[Opening TEXT UNDER STUDY section]

Rohypnol is commonly known as the “date-rape drug”. It is usually ingested in the form of small white tablets known as roofies. These are odorless and colorless and can easily be slipped into a drink without a person’s knowledge for the purpose of sexual assault, thus its street name. The effect of this drug can be felt even within a couple of minutes and can last up to 8 hours with the victim having little to no recollection of the events. It is also used as a sedative and to reduce anxiety. Its side effects include difficulty breathing, headache, vomiting, memory loss, nausea, mood swings and slurred speech, A person who has ingested the drug will appear as though they are very drunk and will often lose consciousness within two hours. In combination with depressants, it can severely slow down the heart rate resulting in potential heart failure. It may even cause coma or death in extreme cases. For those who use it recreationally, long-term effects include psychological and physical dependence. Withdrawal symptoms while detoxing include confusion, possible seizures, headaches and hallucinations.

[Closing TEXT UNDER STUDY section]

_WHAT TO DO_
In the text on Rohypnol, how long can the drug's effect last?

[Opening RECORDS section]

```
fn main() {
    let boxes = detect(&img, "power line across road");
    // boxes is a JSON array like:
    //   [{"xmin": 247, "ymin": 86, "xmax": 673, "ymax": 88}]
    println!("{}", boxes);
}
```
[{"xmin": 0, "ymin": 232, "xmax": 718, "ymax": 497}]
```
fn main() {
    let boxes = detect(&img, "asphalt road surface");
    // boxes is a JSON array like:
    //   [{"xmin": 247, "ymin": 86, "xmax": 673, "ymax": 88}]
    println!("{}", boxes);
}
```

[Closing RECORDS section]
[Opening RECORDS section]

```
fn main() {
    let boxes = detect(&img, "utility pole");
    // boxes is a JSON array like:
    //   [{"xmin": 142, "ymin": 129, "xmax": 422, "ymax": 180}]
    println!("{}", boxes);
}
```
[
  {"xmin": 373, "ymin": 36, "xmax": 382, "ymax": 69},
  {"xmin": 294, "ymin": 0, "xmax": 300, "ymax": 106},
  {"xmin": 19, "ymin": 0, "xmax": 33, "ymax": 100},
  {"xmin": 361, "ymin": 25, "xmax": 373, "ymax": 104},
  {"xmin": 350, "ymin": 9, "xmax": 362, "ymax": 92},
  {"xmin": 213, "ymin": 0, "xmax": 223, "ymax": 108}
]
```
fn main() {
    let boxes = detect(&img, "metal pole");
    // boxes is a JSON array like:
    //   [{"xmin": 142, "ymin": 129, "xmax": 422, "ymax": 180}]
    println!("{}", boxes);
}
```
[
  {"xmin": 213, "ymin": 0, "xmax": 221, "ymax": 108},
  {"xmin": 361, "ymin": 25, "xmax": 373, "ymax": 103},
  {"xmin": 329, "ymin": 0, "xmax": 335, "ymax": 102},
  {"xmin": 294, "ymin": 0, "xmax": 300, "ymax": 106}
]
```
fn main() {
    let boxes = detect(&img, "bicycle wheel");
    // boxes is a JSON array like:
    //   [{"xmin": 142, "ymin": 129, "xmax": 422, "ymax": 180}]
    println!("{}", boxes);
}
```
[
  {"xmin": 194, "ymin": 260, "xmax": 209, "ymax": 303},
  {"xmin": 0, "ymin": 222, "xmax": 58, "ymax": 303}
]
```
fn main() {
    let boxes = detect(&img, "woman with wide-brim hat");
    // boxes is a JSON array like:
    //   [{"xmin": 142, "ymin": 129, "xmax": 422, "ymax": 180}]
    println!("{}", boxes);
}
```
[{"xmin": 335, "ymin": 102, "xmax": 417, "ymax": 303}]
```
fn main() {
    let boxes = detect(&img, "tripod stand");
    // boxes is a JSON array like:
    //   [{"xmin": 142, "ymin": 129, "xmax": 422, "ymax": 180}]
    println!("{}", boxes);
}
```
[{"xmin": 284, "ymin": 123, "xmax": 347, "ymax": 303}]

[Closing RECORDS section]

_RESULT BELOW_
Up to 8 hours.